» **PROBLEM DESCRIPTION**
Every line of the material below needs to be written out exactly, please.

» **TASK MATERIAL**
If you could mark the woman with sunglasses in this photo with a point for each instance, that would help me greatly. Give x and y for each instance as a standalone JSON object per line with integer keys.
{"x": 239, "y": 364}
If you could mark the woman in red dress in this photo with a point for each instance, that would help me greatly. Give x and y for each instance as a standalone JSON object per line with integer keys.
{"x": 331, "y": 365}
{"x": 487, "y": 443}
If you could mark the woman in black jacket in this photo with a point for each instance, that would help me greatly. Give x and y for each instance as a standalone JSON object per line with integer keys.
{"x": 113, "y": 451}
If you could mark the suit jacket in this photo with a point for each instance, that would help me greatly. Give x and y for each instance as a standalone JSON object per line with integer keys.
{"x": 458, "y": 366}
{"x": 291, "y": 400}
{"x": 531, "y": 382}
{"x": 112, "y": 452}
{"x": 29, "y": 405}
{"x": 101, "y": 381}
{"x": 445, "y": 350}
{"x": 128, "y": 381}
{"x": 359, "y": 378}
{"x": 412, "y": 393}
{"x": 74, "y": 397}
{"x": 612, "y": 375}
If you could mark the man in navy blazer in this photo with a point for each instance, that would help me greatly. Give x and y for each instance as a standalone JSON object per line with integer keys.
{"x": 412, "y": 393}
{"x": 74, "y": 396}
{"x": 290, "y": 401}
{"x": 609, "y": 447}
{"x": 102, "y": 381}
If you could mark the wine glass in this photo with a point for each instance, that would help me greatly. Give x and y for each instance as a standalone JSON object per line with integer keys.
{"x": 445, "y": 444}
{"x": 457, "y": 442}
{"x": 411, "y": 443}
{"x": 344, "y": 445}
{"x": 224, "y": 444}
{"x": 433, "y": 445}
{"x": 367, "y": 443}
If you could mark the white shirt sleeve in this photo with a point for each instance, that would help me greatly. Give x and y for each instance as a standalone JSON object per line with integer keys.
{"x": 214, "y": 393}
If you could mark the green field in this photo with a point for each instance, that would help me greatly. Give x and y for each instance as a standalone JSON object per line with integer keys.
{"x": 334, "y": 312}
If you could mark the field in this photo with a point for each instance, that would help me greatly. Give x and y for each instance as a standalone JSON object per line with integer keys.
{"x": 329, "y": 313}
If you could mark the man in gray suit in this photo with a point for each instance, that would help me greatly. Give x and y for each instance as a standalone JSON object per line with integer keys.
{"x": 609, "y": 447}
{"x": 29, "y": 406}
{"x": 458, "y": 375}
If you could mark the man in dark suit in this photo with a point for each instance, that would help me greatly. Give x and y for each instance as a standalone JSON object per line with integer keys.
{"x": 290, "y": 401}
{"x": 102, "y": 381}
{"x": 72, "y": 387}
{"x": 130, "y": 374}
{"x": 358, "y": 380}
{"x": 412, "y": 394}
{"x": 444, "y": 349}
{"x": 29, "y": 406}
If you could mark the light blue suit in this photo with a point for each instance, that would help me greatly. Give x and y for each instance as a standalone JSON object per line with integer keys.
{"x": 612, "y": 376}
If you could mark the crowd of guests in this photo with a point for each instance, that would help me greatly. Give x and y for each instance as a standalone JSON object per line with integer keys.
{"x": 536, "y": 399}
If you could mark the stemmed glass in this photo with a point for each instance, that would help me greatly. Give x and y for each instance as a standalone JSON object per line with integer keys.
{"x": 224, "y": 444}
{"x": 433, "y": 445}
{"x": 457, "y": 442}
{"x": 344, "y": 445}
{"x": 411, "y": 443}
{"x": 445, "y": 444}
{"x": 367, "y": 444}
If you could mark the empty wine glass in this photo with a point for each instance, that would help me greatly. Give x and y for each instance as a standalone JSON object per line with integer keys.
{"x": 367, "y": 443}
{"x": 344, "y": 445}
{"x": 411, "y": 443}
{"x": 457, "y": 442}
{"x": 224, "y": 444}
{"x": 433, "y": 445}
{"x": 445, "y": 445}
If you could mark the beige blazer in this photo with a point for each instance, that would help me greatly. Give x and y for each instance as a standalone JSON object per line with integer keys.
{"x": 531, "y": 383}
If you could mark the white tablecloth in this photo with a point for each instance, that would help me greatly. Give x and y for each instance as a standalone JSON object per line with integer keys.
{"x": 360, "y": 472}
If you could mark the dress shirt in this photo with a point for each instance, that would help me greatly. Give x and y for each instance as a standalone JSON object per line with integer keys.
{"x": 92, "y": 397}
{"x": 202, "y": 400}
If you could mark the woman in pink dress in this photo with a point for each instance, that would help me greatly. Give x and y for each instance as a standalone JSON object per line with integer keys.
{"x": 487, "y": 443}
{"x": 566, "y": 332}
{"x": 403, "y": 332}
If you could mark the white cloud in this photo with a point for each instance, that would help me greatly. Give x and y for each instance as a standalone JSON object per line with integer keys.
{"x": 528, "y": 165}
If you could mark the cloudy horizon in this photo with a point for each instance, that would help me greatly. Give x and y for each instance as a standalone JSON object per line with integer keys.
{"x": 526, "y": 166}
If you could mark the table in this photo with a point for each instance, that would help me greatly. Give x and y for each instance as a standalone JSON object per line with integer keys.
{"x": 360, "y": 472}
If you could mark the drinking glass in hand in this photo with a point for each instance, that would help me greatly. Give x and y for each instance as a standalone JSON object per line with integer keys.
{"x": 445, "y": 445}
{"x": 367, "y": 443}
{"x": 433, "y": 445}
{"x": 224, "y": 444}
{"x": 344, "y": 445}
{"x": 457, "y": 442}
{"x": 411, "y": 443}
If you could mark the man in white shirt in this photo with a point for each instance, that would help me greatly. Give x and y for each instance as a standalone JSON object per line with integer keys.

» **TASK RESULT**
If you could mark the woman with sunglasses in this photo with a point for each instance, that would help me greatly. Give x and y for each instance as a standalone JSON object per line with integer keys.
{"x": 239, "y": 364}
If you could mark the woman in red dress in this photo with a point for each instance, that would help me greatly. Give x and y for each instance as a standalone JSON object per line with integer keys.
{"x": 331, "y": 365}
{"x": 487, "y": 443}
If you could mark the woman in black jacket in this photo with a point for each instance, that would help me greatly. Give x and y for each instance as a standalone JSON object per line with integer keys.
{"x": 113, "y": 451}
If you could mark the suit jacket in this photo with a point for each instance, that would help me greatly. Give x and y for each instance as a standalone JSON object per line with integer keys.
{"x": 458, "y": 366}
{"x": 291, "y": 400}
{"x": 531, "y": 382}
{"x": 112, "y": 452}
{"x": 29, "y": 405}
{"x": 101, "y": 381}
{"x": 445, "y": 350}
{"x": 128, "y": 381}
{"x": 359, "y": 378}
{"x": 412, "y": 393}
{"x": 74, "y": 397}
{"x": 612, "y": 375}
If you could mark the man in navy blazer in this photo with a point for each instance, that would help me greatly. Give x and y for each instance as a standalone JSON object per line with integer keys.
{"x": 412, "y": 393}
{"x": 74, "y": 396}
{"x": 290, "y": 401}
{"x": 609, "y": 447}
{"x": 102, "y": 381}
If you could mark the wine glass in this photo with a point for each instance, that would help me greatly. Give x and y for each instance as a standalone JSON object per line with integer keys.
{"x": 445, "y": 444}
{"x": 457, "y": 442}
{"x": 411, "y": 443}
{"x": 344, "y": 445}
{"x": 224, "y": 444}
{"x": 433, "y": 445}
{"x": 367, "y": 443}
If you could mark the white shirt sleeve in this photo with a point for each instance, that would help me greatly. Give x and y for each instance as a standalone JSON object per line with integer keys.
{"x": 214, "y": 393}
If you could mark the green field in this photo with a point for each instance, that would help me greatly. Give x and y for each instance as a standalone JSON object per line with integer keys.
{"x": 334, "y": 312}
If you could mark the field in this photo with a point for each instance, that would help me greatly. Give x and y for each instance as a standalone JSON object per line with integer keys.
{"x": 329, "y": 313}
If you could mark the man in gray suit in this photo with a point for each instance, that would help me greatly. Give x and y for each instance as a standalone JSON object per line with integer keys.
{"x": 609, "y": 447}
{"x": 29, "y": 406}
{"x": 458, "y": 375}
If you could mark the man in dark suit in this photo with a point for each instance, that would help me greatly. Give x and y for each instance as a standalone JSON object per line with integer keys.
{"x": 290, "y": 401}
{"x": 102, "y": 381}
{"x": 72, "y": 387}
{"x": 130, "y": 374}
{"x": 358, "y": 380}
{"x": 412, "y": 394}
{"x": 444, "y": 349}
{"x": 29, "y": 406}
If you could mark the light blue suit in this photo with a point for each instance, that would help me greatly. Give x and y for each instance as a standalone JSON object per line with integer keys.
{"x": 612, "y": 376}
If you could mark the crowd of guests in this photo with a point for each instance, that would help me greatly. Give x and y for each instance as a standalone JSON object per line with integer keys.
{"x": 536, "y": 399}
If you could mark the stemmed glass in this photo with a point for each instance, that would help me greatly. Give x and y for each instance as a standalone JSON object per line with integer keys.
{"x": 224, "y": 444}
{"x": 433, "y": 445}
{"x": 457, "y": 442}
{"x": 344, "y": 445}
{"x": 411, "y": 443}
{"x": 445, "y": 444}
{"x": 367, "y": 444}
If you could mark the empty wine glass in this photo with a point for each instance, that would help me greatly. Give x and y for each instance as a standalone JSON object per line with integer keys.
{"x": 367, "y": 443}
{"x": 344, "y": 445}
{"x": 411, "y": 443}
{"x": 457, "y": 442}
{"x": 224, "y": 444}
{"x": 433, "y": 445}
{"x": 445, "y": 445}
If you could mark the beige blazer in this photo with a point for each instance, that would help me greatly. Give x and y for each instance as a standalone JSON object per line with integer keys.
{"x": 531, "y": 383}
If you could mark the white tablecloth in this photo with a point for each instance, that would help me greatly. Give x and y for each instance as a standalone JSON object per line with integer keys.
{"x": 360, "y": 472}
If you could mark the dress shirt in this photo with a point for each instance, that would help me greatly. Give x and y for each instance as a standalone JSON object per line with integer keys.
{"x": 92, "y": 397}
{"x": 202, "y": 400}
If you could mark the woman in pink dress in this photo with a point for each instance, that would help me greatly. Give x and y for each instance as a standalone JSON object per line with integer keys.
{"x": 487, "y": 443}
{"x": 566, "y": 332}
{"x": 403, "y": 332}
If you could mark the white cloud in this photo with a point for each instance, that would help me greatly. Give x and y for each instance as a standalone JSON object per line with integer keys.
{"x": 528, "y": 165}
If you could mark the cloudy horizon in this photo with a point for each instance, that would help me greatly. Give x and y for each instance as a standalone JSON object per line with integer keys.
{"x": 526, "y": 166}
If you could mark the table in this photo with a point for each instance, that would help me greatly. Give x and y for each instance as a standalone JSON object per line with integer keys.
{"x": 360, "y": 472}
If you could mark the drinking glass in hand in this photo with a point for each instance, that would help me greatly. Give x and y for each instance as a standalone JSON object per line with integer keys.
{"x": 445, "y": 445}
{"x": 367, "y": 443}
{"x": 433, "y": 445}
{"x": 224, "y": 444}
{"x": 344, "y": 445}
{"x": 457, "y": 442}
{"x": 411, "y": 443}
If you could mark the man in white shirt in this photo with a point for each instance, that would help me greatly. Give x and y for each instance as a standalone JSON object per line with integer keys.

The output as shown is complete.